Exercise brief: Rewrite the rows between the lines holding "One point lands on every instance of the thermostat" and "pixel 180 155", inclusive, including the requests, and shift every coordinate in the answers by -21. Leave the requests and their format samples as they are.

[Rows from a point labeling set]
(begin)
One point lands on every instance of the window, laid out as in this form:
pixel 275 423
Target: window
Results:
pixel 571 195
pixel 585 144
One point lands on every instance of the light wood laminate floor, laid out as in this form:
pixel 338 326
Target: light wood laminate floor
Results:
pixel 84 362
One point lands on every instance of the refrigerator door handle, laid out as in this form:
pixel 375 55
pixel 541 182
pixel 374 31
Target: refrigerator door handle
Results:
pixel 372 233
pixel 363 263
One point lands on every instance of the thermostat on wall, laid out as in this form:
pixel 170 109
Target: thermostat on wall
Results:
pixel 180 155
(end)
(begin)
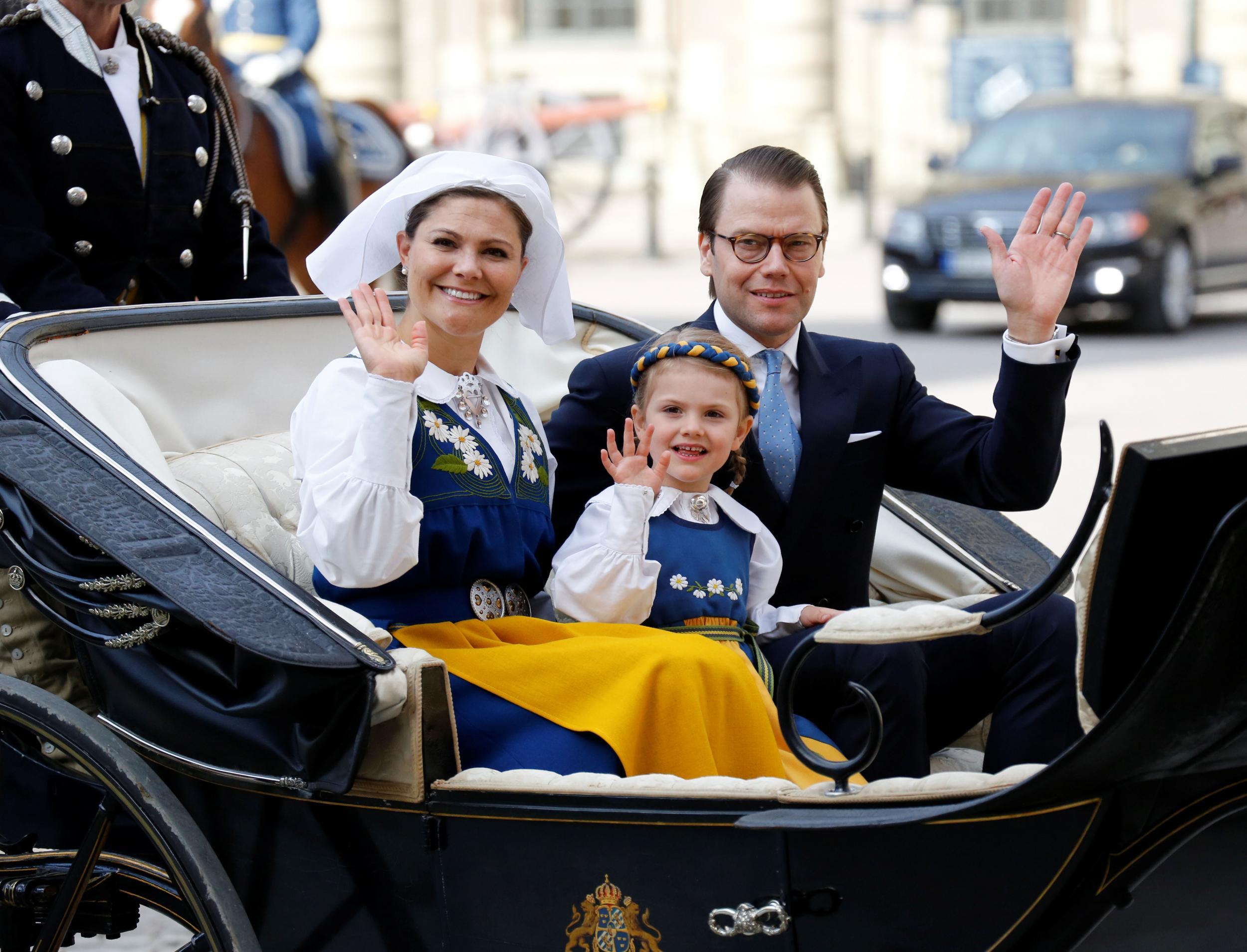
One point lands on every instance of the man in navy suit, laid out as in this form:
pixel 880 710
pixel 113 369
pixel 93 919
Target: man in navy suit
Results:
(end)
Exercise output:
One point lands on every instance of the thermostat on wall, laid out as in this form:
pixel 170 109
Target: thermostat on wall
Results:
pixel 159 134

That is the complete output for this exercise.